Reading text section start

Braverman is very small. At 5'10" and 177 pounds most prospects are considered too small for the NFL. Braverman has been able to escape this critique by being highly productive at the college level. His tape is fun to watch but if you dig down and look for NFL skills, you'll find some holes in what he brings to the table besides his lack of stature.

His tape is a series of contradictions. He shows very good hands in catching balls away from his body on some plays but on most of the others he's a body catcher; meaning he lets the ball into his frame rather than snaring it sooner. That's a minor difference but in the bigger and faster NFL it can often be the difference between a catch and dropped ball. He'll also need to use those very good hands of his more often because his catching radius is dramatically smaller than the rest of the Bears WR's.

Braverman has sneaky straight-line speed (4.47 second 40-yard dash at his pro day) and it gets put to good use on plays where he finds a hole in the defense and exploits it. Everyone lauds his suddenness and separation but on tape it takes Braverman a while to accelerate. Simply put, his change of direction slows him down. His ability to dodge in the very short area (1-3 yards) is good, but after dodging he has to rebuild his head of steam to get up to speed. That hesitation may prove deadly for a receiver working inside routes at the pro level.

Reading text section end
Listed entries section start

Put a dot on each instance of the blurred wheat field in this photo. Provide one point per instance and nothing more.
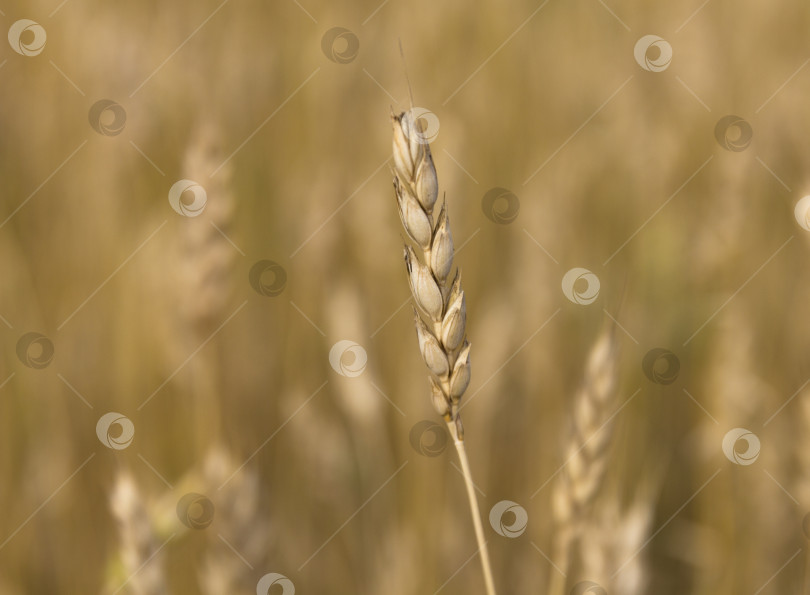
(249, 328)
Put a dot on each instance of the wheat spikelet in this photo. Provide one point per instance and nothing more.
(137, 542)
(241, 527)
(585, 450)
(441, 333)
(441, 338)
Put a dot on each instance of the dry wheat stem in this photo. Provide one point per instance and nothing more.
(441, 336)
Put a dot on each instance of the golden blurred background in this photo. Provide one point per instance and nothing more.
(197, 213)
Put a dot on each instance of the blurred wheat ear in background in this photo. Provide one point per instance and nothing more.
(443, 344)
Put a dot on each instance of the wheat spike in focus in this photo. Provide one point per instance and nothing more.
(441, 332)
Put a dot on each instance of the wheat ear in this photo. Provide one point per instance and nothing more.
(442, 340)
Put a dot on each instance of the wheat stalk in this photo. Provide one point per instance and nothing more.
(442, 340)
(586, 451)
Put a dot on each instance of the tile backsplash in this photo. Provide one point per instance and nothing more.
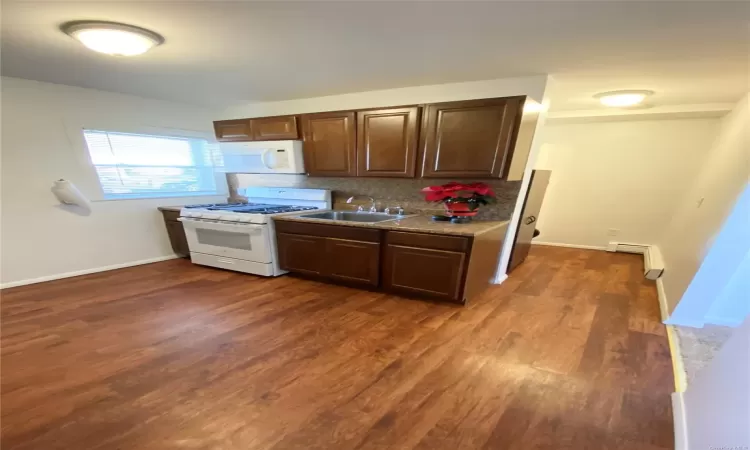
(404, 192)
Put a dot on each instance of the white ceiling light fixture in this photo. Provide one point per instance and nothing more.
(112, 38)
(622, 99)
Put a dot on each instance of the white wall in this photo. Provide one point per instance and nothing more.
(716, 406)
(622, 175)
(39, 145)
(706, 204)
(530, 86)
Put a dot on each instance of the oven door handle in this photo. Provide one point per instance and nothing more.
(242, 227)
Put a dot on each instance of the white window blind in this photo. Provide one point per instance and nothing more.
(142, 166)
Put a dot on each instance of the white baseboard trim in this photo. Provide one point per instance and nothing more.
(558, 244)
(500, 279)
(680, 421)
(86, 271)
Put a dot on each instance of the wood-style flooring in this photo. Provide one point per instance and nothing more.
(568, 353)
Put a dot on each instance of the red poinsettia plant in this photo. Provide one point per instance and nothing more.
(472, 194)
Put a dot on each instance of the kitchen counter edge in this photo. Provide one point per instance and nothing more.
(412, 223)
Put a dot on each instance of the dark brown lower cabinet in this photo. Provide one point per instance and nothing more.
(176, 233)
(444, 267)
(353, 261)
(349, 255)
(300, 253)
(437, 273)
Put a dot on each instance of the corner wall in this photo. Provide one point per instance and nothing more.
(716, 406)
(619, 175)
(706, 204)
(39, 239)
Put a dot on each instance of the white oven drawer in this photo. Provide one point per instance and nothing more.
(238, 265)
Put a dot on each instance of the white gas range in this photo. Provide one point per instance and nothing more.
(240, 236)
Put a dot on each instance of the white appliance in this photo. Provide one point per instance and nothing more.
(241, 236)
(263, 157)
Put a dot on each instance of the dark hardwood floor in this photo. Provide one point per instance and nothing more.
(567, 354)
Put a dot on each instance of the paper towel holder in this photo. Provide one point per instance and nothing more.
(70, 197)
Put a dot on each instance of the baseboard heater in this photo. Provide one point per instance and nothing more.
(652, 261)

Listed entries section end

Problems to solve ::
**A)** In the scouting report on Braverman, shorten the paragraph that begins "His tape is a series of contradictions" to a short list that keeps its main facts.
**B)** From the scouting report on Braverman, quote the passage from "His tape is a" to "the Bears WR's." word for word.
The listing has nothing to do with what you're asked to do here.

Answers ::
**A)**
- Braverman's tape contradicts itself. On some plays he shows very good hands, catching balls away from his body.
- On most plays he is a body catcher who lets the ball into his frame.
- In the bigger, faster NFL, that can be the difference between a catch and a drop.
- He'll need to use his hands more because his catching radius is much smaller than that of the other Bears WRs.

**B)**
His tape is a series of contradictions. He shows very good hands in catching balls away from his body on some plays but on most of the others he's a body catcher; meaning he lets the ball into his frame rather than snaring it sooner. That's a minor difference but in the bigger and faster NFL it can often be the difference between a catch and dropped ball. He'll also need to use those very good hands of his more often because his catching radius is dramatically smaller than the rest of the Bears WR's.